§ TEXTO DE ORIGEM:
É uma música que exemplifica o espírito do álbum. Não sei muito bem descrever essa música porque tem influências de jazz, rock psicadélico… É isso que me dá motivação, não existir um estilo definido de música e ficarem surpreendidas com todos os elementos inesperados da música. Não acredito em linhas definidas quanto à criação musical. As pessoas podem odiar ou gostar, o que me interessa é que crie impacto. É lógico que algumas músicas não entrem à primeira, nem a mim entraram (risos), mas acho que a piada do disco é essa.
Há pouco falou da música que fez com a Ana Deus e que é cantada em português. Porquê ter uma música em português no meio de todas estas faixas?

§ DADOS DISPONÍVEIS:
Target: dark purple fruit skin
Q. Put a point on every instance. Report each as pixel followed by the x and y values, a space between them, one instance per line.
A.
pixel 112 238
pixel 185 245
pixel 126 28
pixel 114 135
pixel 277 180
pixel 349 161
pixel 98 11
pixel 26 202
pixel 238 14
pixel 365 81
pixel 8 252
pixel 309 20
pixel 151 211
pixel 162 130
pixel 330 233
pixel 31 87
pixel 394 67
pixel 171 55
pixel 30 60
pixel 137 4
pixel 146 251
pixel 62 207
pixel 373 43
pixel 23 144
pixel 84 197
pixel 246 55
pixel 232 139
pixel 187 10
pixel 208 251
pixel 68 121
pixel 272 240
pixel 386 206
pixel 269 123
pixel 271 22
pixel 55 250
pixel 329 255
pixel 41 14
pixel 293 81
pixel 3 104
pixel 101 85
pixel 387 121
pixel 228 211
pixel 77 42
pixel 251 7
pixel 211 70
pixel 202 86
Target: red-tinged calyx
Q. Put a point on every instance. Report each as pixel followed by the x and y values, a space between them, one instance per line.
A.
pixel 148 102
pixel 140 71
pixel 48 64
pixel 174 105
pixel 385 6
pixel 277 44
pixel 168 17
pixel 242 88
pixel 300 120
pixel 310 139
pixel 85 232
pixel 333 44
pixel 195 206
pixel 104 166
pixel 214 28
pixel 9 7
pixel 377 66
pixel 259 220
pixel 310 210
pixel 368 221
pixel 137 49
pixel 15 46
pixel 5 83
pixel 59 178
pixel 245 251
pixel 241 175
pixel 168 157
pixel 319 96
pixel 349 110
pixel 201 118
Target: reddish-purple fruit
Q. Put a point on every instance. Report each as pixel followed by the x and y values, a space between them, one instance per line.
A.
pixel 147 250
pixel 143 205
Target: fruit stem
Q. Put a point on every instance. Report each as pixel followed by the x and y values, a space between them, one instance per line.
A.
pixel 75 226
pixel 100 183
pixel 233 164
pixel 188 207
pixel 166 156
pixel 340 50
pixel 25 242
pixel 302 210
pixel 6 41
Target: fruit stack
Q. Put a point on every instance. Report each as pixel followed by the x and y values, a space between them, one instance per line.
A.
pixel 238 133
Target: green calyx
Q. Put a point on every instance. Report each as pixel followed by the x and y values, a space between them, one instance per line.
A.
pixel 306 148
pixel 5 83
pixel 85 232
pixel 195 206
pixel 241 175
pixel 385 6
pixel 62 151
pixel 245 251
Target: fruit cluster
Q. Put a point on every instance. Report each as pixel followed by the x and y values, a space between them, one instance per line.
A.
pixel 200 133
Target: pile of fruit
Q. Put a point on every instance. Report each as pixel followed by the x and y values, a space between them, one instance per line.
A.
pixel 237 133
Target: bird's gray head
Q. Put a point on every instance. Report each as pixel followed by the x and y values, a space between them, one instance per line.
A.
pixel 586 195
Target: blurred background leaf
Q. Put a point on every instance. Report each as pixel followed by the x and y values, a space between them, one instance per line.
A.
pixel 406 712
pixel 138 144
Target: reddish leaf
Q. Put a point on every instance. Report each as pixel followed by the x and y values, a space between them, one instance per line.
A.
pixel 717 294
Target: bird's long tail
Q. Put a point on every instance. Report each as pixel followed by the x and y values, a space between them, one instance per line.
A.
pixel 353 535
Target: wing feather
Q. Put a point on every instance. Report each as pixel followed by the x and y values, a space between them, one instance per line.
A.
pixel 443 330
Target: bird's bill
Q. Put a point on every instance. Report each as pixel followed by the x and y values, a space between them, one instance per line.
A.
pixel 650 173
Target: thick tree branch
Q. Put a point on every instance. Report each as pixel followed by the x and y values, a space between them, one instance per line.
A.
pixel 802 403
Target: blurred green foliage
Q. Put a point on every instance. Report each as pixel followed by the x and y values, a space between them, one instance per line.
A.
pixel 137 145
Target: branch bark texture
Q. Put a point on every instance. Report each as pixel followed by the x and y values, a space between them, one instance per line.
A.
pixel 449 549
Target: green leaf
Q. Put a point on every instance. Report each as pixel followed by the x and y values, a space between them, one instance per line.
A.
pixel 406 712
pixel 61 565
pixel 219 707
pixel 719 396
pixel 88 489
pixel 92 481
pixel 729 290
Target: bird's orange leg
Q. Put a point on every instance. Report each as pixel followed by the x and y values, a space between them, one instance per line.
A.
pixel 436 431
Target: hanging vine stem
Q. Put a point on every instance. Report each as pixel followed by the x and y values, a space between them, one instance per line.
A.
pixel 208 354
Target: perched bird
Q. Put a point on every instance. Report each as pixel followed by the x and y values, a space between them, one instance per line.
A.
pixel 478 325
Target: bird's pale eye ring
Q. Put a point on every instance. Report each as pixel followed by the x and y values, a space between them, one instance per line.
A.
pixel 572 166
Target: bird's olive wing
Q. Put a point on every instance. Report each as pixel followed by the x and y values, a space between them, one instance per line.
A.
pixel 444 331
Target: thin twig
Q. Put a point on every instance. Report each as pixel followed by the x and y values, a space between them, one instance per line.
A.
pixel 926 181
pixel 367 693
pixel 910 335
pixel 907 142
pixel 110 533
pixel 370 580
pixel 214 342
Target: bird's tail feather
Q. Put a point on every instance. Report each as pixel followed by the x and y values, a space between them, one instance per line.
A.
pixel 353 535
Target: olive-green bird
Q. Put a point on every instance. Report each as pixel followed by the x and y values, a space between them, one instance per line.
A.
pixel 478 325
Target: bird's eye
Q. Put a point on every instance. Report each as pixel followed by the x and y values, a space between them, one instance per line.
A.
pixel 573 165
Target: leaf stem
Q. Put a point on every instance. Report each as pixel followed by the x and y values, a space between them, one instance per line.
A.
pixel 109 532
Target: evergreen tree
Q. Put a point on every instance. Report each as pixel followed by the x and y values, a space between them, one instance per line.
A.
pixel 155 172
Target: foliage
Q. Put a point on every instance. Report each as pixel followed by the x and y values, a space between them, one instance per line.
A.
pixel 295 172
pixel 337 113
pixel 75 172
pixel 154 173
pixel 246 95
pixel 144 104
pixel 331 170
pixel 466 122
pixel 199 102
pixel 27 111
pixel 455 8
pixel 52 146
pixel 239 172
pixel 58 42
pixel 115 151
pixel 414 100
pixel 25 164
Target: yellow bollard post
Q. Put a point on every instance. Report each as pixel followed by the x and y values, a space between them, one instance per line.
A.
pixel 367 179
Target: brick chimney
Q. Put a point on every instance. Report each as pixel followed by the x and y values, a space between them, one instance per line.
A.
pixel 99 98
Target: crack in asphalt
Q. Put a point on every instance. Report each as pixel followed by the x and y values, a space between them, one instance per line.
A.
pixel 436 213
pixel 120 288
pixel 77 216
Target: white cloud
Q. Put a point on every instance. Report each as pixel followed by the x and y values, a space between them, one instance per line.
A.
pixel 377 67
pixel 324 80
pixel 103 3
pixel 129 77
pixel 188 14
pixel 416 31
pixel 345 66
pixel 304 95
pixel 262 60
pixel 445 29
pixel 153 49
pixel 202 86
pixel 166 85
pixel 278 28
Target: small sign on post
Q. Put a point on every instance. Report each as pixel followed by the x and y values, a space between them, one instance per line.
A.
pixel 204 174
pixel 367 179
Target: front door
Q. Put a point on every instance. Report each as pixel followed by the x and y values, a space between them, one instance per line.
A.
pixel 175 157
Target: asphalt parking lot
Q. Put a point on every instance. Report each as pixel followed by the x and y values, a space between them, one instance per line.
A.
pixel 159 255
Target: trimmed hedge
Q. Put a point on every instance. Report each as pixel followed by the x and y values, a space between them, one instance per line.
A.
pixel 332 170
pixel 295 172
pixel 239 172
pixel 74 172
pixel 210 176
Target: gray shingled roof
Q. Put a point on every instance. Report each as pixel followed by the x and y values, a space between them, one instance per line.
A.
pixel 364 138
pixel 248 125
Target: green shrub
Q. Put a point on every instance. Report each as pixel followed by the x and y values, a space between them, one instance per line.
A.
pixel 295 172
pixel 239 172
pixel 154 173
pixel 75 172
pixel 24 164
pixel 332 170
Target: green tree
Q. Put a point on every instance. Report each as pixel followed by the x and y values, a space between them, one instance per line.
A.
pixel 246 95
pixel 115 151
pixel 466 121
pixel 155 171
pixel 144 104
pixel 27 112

§ ATIVIDADES:
1) Responda, por favor, às seguintes perguntas sobre a entrevista acerca do álbum:
(a) Que influências são apontadas na música que exemplifica o espírito do álbum?
(b) Segundo quem responde, o que interessa é que a música provoque o quê nas pessoas?
(c) Com quem foi feita a música cantada em português?
2) Retome a entrevista sobre o álbum a partir da última frase apresentada.

§ RESPOSTAS POR ITEM:
1)
(a) Influências de jazz e de rock psicadélico.
(b) Que crie impacto.
(c) Com a Ana Deus.

2)
Foi algo que me fez sentido. Regravei algumas letras para o disco, mas achei que não estava a ser fiel ao meu trabalho. Mas, no caso da Ana Deus, senti que encaixava bem. Ela até sugeriu fazer apenas fonética, mas queria que ela estivesse a representar aquilo que ela é. A Ana escreveu uma letra muito boa e atual, sobre a fase que a arte está a passar e a sofrer, e aconteceu de uma forma bastante natural.
Ainda nesta composição andrógina do disco e de mistura de estilos, também contou com uma colaboração da Selma Uamusse, uma artista que parece pertencer a um universo completamente distinto.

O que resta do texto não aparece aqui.